=== FRAGMENTO DE TEXTO ===
%%
Escuela

A dos cincuenta la hora

No había razón para perder el año. Todos en esa escuela lo sabían. En honor a la verdad, estas opciones estaban a disposición de los muchachos desde hacía varios años. Podía decirse que era parte de las tradiciones del colegio. Y los padres de familia no sólo lo sabían sino que hacían uso de ellas.

Carmen, por ejemplo, con traumáticas y continuas dificultades en el campo de las matemáticas, había solucionado su problema matriculándose en las clases de nivelación que su misma profesora de grado ofrecía a sus propios alumnos los días sábados por la mañana. Una mañana extra de clases cada semana por el resto del año, a sólo dos soles cincuenta la hora por estudiante, era suficiente para que todos los inscritos revirtieran sus bajas notas, no necesariamente sus dificultades de comprensión. Los únicos que mantenían su bajo record académico en el salón eran, coincidentemente, los no inscritos, lo que llevaba a la maestra a retar frecuentemente a sus padres a «hacer algo por sus hijos» matriculándolos en la nivelación sabatina.
%%
=== DATOS MOSTRADOS ===
%%
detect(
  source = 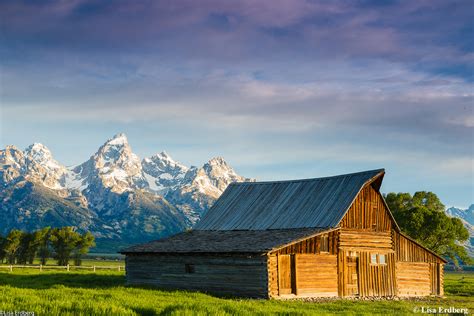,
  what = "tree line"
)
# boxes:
[0,227,95,266]
[385,191,472,266]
%%
=== ACTIVIDAD POR REALIZAR ===
Reproduce completo y sin ningún cambio el relato sobre las clases de nivelación de los sábados, que aparece antes de los datos.

=== RESPUESTA DEL EJERCICIO ===
Escuela

A dos cincuenta la hora

No había razón para perder el año. Todos en esa escuela lo sabían. En honor a la verdad, estas opciones estaban a disposición de los muchachos desde hacía varios años. Podía decirse que era parte de las tradiciones del colegio. Y los padres de familia no sólo lo sabían sino que hacían uso de ellas.

Carmen, por ejemplo, con traumáticas y continuas dificultades en el campo de las matemáticas, había solucionado su problema matriculándose en las clases de nivelación que su misma profesora de grado ofrecía a sus propios alumnos los días sábados por la mañana. Una mañana extra de clases cada semana por el resto del año, a sólo dos soles cincuenta la hora por estudiante, era suficiente para que todos los inscritos revirtieran sus bajas notas, no necesariamente sus dificultades de comprensión. Los únicos que mantenían su bajo record académico en el salón eran, coincidentemente, los no inscritos, lo que llevaba a la maestra a retar frecuentemente a sus padres a «hacer algo por sus hijos» matriculándolos en la nivelación sabatina.